## Given records
•••
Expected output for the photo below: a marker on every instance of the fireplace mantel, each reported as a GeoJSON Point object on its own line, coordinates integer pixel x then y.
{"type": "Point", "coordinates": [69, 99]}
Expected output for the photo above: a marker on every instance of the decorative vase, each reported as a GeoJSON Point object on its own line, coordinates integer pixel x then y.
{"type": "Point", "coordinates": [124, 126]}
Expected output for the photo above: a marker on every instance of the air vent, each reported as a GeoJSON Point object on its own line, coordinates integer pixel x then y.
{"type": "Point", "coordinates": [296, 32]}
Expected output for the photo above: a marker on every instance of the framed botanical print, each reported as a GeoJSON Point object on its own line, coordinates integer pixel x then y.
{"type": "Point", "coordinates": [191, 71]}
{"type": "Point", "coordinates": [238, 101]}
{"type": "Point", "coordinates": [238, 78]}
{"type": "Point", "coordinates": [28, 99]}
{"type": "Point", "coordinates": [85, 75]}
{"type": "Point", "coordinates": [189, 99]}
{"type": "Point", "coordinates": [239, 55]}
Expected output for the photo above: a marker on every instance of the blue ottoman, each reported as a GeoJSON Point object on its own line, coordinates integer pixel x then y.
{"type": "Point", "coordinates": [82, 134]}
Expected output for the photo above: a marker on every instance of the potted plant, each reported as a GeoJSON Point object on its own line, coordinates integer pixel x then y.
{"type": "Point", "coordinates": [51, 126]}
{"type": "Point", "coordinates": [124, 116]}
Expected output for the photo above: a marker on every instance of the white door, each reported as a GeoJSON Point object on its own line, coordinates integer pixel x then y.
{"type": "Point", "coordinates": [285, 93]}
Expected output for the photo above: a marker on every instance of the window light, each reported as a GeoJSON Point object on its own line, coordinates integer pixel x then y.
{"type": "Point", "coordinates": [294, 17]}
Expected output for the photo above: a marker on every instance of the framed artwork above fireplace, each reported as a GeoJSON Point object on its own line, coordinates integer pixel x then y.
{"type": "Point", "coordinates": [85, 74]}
•••
All entries should be given again precisely as they appear above.

## Result
Expected output for the photo below: a marker on every instance of the fireplace mantel, each reported as a GeoJSON Point object on its own line, coordinates integer pixel x then y.
{"type": "Point", "coordinates": [69, 99]}
Expected output for the photo above: a marker on every instance of the decorative vase, each reported as a GeoJSON Point object on its own line, coordinates integer pixel x then y.
{"type": "Point", "coordinates": [124, 126]}
Expected output for the photo above: a marker on every instance of the air vent, each reported as a GeoJSON Point object on its own line, coordinates integer pixel x then y.
{"type": "Point", "coordinates": [296, 32]}
Expected output for the photo above: a marker on every instance of the framed botanical print, each reported as a GeoJSON Point object on its own line, coordinates integer pixel x then y.
{"type": "Point", "coordinates": [191, 71]}
{"type": "Point", "coordinates": [238, 101]}
{"type": "Point", "coordinates": [238, 78]}
{"type": "Point", "coordinates": [28, 99]}
{"type": "Point", "coordinates": [85, 75]}
{"type": "Point", "coordinates": [189, 99]}
{"type": "Point", "coordinates": [239, 55]}
Expected output for the photo above: a marker on every instance of the blue ottoman, each reported as a GeoJSON Point object on its own line, coordinates integer pixel x then y.
{"type": "Point", "coordinates": [82, 134]}
Expected output for the photo above: a marker on every instance of the potted plant, each reported as a GeoJSON Point object on its own line, coordinates integer pixel x then y.
{"type": "Point", "coordinates": [51, 126]}
{"type": "Point", "coordinates": [124, 116]}
Expected output for the photo above: a marker on every instance of the white door, each reported as a GeoJSON Point object on its own line, coordinates integer pixel x then y.
{"type": "Point", "coordinates": [285, 93]}
Expected output for the photo above: a marker on every instance of the window light, each reported as a GeoJSON Point object on its own line, coordinates integer pixel x then y.
{"type": "Point", "coordinates": [294, 17]}
Expected output for the photo above: a marker on every instance of the framed artwork above fireplace, each reported as a GeoJSON Point object on its own line, coordinates integer pixel x then y.
{"type": "Point", "coordinates": [85, 74]}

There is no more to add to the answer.